- [Work required]:
In the transcript on rational and irrational numbers, return everything from "Zero is neither" down to "our negative numbers.", copied word for word.

- [Provided text]:
You will have seen some of these before and so it's important to recap these because your understanding of them now may have changed from when you first heard them and it's important that you understand what they are in this context.

Pause the video now and write down what you think these words mean.

Welcome back.

Let's see how you got on.

A recurring decimal is one that has a digit or sequence of digits that repeat endlessly.

An example might be 0.

3 recurring or in other words a third.

A terminating decimal is one that has a finite number of digits after the decimal point.

So for example, 0.

25, which we know is a quarter.

That's one example of a terminating decimal.

Now the words rational, irrational and surd are actually going to be coming up in our lesson and you'll see why very soon.

So hold onto the definitions of those if you have them for now and we'll come back to them.

Our lesson comprises three parts and we're going to start with part one, rational and irrational numbers.

The real number system is made up of groups of numbers.

You can see some of these groups here.

We have the natural numbers.

Now the natural numbers are any positive whole number which means there is one number you might think belongs there, but it doesn't and that's zero.

Zero is neither positive nor negative.

And because it is not a positive whole number, it cannot go into the natural numbers, so it sits in the whole number group.

But all whole numbers also include all the natural numbers.

Can you see how we're building out? Then we have the set of integers.

As you can see, integers include our negative numbers.

In this lesson we're gonna extend this diagram to have two more groups.

Now let's review our definition of what a rational number is.

A rational number is one that can be written in the form A over B, where A and B belong to that group of integers and B is not equal to zero.

And that's really important, isn't it? Because B is our denominator in our fraction.

If you're not sure what happens when you try to divide by zero, get out your calculator, type it in now.

You can Pick any number for the numerator and just see what happens.

Now let's see some examples of rational numbers.

Here we go, we have 3/4 or 2/9.

We can see that they're rational because we can write them as fractions and we know that we can do the same with any integer because we can write any integer as a fraction by dividing by one.

What we can tell is that a rational number when written as a decimal will be either a terminating decimal or a recurring decimal.

For example, that 3/4 of earlier can be written as 0.

75 and the 2/9 can be written as 0.

2 recurring.

What about irrational numbers? Well, an irrational number is one that cannot be written as a fraction.

In other words, we can't write it in the form A over B where their integers and B's not equal to zero.

Can you think of an example of an irrational number? You've actually met one of these before.

In fact, you've met a lot of them.

You just might not have realised.

Let's see some of those examples now.

There's Pi.

You've been using Pi since year eight when you were talking about circles and Pi's an example of an irrational number.

- [Supplied entries]:
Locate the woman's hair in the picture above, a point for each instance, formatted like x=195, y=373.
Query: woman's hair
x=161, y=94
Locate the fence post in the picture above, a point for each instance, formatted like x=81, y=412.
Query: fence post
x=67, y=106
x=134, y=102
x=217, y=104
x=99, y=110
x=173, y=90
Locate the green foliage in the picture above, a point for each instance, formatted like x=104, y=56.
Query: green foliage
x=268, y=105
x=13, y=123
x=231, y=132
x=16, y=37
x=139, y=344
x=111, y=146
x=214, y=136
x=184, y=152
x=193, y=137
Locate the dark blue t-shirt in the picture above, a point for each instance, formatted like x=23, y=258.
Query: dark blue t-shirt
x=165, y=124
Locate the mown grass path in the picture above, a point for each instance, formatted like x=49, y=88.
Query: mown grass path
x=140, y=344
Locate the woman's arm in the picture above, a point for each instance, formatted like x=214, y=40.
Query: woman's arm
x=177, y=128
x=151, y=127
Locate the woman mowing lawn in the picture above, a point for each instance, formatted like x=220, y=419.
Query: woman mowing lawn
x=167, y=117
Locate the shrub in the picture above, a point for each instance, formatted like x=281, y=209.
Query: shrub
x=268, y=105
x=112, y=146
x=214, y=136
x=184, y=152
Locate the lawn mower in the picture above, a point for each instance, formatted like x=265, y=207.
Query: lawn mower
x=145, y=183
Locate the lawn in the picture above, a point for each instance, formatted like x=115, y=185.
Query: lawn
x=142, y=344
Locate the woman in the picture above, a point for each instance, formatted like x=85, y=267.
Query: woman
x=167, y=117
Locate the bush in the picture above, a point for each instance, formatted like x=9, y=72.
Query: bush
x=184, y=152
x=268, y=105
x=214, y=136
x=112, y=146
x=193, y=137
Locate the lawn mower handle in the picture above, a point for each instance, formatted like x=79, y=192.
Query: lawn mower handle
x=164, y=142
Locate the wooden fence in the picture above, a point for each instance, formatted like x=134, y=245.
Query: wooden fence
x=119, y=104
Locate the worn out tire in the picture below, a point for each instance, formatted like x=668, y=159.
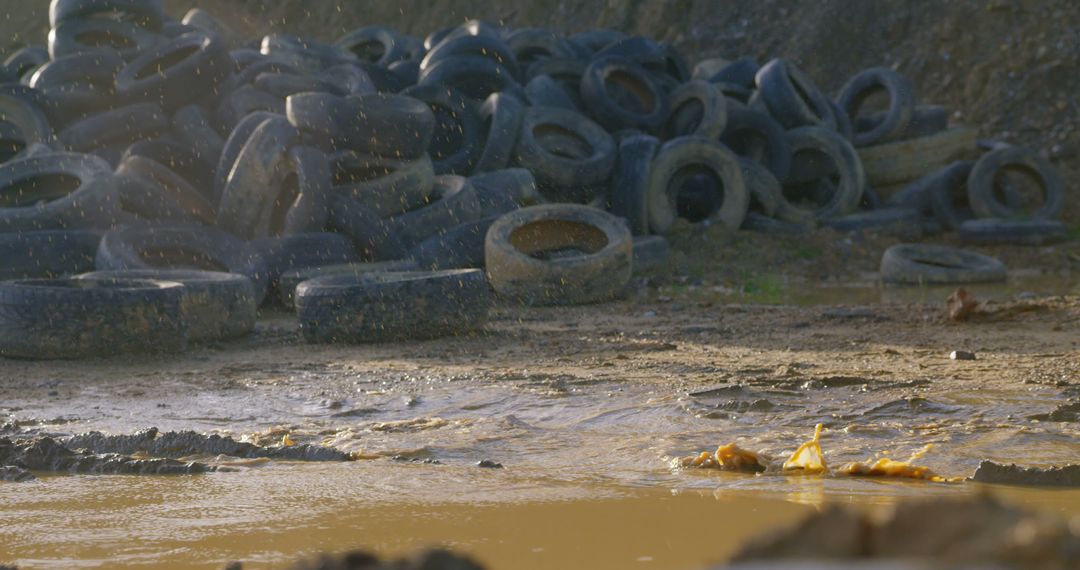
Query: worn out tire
x=71, y=319
x=937, y=265
x=684, y=152
x=247, y=203
x=216, y=306
x=46, y=254
x=388, y=307
x=891, y=163
x=981, y=193
x=631, y=186
x=289, y=280
x=597, y=272
x=38, y=193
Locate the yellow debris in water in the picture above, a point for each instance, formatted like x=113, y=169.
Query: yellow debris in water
x=891, y=467
x=727, y=458
x=808, y=458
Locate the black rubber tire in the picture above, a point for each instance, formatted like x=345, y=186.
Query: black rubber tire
x=566, y=72
x=388, y=125
x=902, y=161
x=119, y=126
x=543, y=91
x=650, y=254
x=304, y=53
x=309, y=170
x=763, y=224
x=596, y=39
x=934, y=265
x=386, y=307
x=705, y=155
x=181, y=246
x=233, y=144
x=72, y=319
x=282, y=85
x=147, y=13
x=927, y=120
x=72, y=86
x=740, y=72
x=765, y=189
x=458, y=138
x=24, y=62
x=183, y=201
x=631, y=182
x=377, y=44
x=458, y=247
x=289, y=280
x=759, y=137
x=46, y=254
x=489, y=46
x=893, y=221
x=848, y=191
x=454, y=201
x=382, y=187
x=558, y=254
x=991, y=231
x=177, y=158
x=901, y=103
x=202, y=19
x=792, y=97
x=570, y=173
x=502, y=114
x=176, y=72
x=291, y=253
x=696, y=108
x=19, y=107
x=981, y=191
x=942, y=189
x=505, y=190
x=406, y=70
x=532, y=44
x=473, y=76
x=242, y=103
x=645, y=52
x=125, y=38
x=639, y=103
x=255, y=185
x=216, y=306
x=192, y=126
x=56, y=191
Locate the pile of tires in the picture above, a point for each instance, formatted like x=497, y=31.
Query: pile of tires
x=387, y=187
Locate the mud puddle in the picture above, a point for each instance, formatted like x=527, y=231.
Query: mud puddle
x=504, y=518
x=585, y=408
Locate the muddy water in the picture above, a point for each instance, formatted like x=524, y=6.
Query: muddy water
x=586, y=450
x=586, y=479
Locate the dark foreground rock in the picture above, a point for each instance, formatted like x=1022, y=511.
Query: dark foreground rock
x=11, y=473
x=184, y=444
x=46, y=455
x=363, y=560
x=1064, y=476
x=948, y=533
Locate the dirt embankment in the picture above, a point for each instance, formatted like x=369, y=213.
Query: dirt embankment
x=1009, y=66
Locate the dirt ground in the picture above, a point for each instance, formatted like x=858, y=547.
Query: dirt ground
x=1009, y=67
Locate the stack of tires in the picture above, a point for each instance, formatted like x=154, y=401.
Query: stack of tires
x=385, y=186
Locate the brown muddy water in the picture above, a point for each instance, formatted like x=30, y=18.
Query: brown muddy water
x=585, y=408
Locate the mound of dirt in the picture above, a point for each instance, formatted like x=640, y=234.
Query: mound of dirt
x=1009, y=67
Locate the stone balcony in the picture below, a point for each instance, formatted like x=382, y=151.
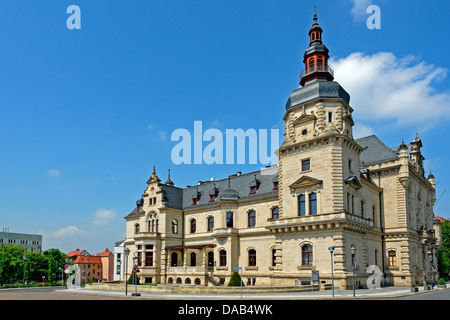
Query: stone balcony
x=319, y=222
x=196, y=270
x=146, y=235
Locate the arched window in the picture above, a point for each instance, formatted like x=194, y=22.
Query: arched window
x=174, y=226
x=193, y=259
x=153, y=223
x=320, y=64
x=210, y=259
x=392, y=258
x=210, y=223
x=229, y=219
x=307, y=255
x=251, y=218
x=222, y=258
x=311, y=65
x=174, y=259
x=275, y=213
x=193, y=226
x=252, y=258
x=312, y=203
x=301, y=205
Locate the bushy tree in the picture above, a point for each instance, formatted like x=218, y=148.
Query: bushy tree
x=444, y=251
x=13, y=268
x=235, y=280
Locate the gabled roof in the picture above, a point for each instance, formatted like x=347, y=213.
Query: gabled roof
x=305, y=181
x=105, y=253
x=77, y=253
x=87, y=259
x=233, y=188
x=375, y=151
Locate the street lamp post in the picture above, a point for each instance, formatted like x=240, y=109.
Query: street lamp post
x=332, y=278
x=135, y=259
x=24, y=260
x=126, y=252
x=353, y=251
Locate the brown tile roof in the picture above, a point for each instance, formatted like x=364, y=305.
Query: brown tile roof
x=74, y=253
x=88, y=259
x=104, y=253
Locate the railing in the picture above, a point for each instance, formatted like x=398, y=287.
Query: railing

- [Response to this exercise]:
Zero is neither positive nor negative.

And because it is not a positive whole number, it cannot go into the natural numbers, so it sits in the whole number group.

But all whole numbers also include all the natural numbers.

Can you see how we're building out? Then we have the set of integers.

As you can see, integers include our negative numbers.